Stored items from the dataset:
##########

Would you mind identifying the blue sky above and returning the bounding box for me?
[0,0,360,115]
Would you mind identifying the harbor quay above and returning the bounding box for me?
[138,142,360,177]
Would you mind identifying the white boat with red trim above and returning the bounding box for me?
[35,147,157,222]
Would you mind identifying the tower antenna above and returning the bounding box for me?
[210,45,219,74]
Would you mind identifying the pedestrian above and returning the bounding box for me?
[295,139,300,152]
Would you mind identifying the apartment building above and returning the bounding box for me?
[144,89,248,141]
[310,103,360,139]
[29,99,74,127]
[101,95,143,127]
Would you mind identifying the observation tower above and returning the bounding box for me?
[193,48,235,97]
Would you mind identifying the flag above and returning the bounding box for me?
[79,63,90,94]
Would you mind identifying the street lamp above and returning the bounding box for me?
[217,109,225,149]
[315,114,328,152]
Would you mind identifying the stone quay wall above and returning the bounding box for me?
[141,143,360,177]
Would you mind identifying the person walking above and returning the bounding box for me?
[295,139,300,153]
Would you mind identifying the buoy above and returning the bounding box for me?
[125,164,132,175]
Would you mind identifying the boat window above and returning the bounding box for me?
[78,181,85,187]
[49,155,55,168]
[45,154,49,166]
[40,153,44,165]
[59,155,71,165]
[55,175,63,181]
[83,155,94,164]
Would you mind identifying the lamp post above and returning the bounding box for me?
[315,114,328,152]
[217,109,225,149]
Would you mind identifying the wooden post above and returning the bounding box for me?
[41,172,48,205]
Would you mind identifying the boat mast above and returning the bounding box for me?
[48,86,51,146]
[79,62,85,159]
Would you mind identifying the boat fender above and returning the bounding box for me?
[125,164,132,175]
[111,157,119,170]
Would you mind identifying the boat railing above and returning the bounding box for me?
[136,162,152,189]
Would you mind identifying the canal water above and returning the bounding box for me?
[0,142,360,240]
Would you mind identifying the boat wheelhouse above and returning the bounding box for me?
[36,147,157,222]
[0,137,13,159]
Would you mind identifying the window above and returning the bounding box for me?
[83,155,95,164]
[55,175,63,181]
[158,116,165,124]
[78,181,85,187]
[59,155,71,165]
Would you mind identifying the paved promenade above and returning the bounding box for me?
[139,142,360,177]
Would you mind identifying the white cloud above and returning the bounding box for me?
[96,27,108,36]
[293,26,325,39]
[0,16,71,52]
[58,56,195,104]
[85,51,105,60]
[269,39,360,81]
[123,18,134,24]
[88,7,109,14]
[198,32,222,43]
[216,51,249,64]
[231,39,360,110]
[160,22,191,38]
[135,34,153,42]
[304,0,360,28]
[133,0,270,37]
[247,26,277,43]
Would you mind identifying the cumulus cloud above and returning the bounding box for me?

##########

### Directive
Reproduce every item above verbatim, line for line, changing no characters.

### Solution to the exercise
Would you mind identifying the blue sky above and returning the bounding box for me?
[0,0,360,115]
Would you mind identifying the harbor quay above and returning the bounding box for me?
[138,142,360,177]
Would you mind identifying the white boat with red trim above and returning the bounding box for me?
[35,147,157,222]
Would you mind identifying the tower antenna above and returning the bounding box for me?
[210,45,219,74]
Would you mind identifying the pedestrian above and returning the bounding box for me?
[295,139,300,152]
Would you mind identifying the apartment building above and returning the bounding box for me?
[144,89,248,141]
[310,103,360,139]
[29,99,74,127]
[101,95,143,127]
Would you mind identifying the observation tower above and returning the bounding box for me?
[193,48,235,97]
Would you mind identifying the flag above and returning the bounding box for me?
[79,63,90,94]
Would you mind identifying the street lamp above and returning the bounding box for me?
[217,109,225,149]
[315,114,328,152]
Would you mind identifying the stone quay wall above and returning the bounding box for me?
[141,143,360,177]
Would you mind identifying the person walking above and returning the bounding box for me?
[295,139,300,153]
Would you mind identifying the buoy above and returning the bounding box for me?
[125,164,132,175]
Would you mind identifying the boat window above and returning the bounding box for me?
[78,181,85,187]
[49,155,55,168]
[45,154,49,166]
[40,153,44,165]
[59,155,71,165]
[55,175,63,181]
[83,155,94,164]
Would you mind identifying the lamp post above and returning the bounding box for me?
[315,114,328,152]
[217,109,225,149]
Would you mind identifying the wooden post above and returning the bounding box for me?
[41,172,48,205]
Would you mind identifying the boat mast above and returning the bounding box for me?
[48,86,51,146]
[79,62,85,159]
Would you mind identifying the boat fender above and returning the bounding box for me?
[125,164,132,175]
[111,157,119,170]
Would you mind identifying the boat railing above and returning the bounding box for me?
[136,162,152,189]
Would you mind identifying the canal water above and returning the bounding box for me?
[0,142,360,240]
Would you mind identifying the boat wheelhouse above and returning the bounding box for me?
[36,147,157,222]
[0,137,13,159]
Would you mind identifying the window above and returning the bounding box for me?
[83,155,95,164]
[55,175,63,181]
[158,116,165,124]
[78,181,85,187]
[59,155,71,165]
Would you mind identifying the paved promenade above and returning the bounding box for me?
[139,142,360,177]
Would you mind identifying the white cloud above and returning the bounding box for me?
[96,27,108,36]
[293,26,325,39]
[0,16,71,52]
[58,56,195,104]
[85,51,105,60]
[269,39,360,81]
[123,18,134,24]
[88,7,109,14]
[198,32,222,43]
[216,51,249,64]
[231,39,360,110]
[160,22,191,38]
[135,34,153,42]
[304,0,360,28]
[133,0,270,37]
[247,26,277,43]
Would you mind identifying the cumulus cloud above and returning the bounding box for me?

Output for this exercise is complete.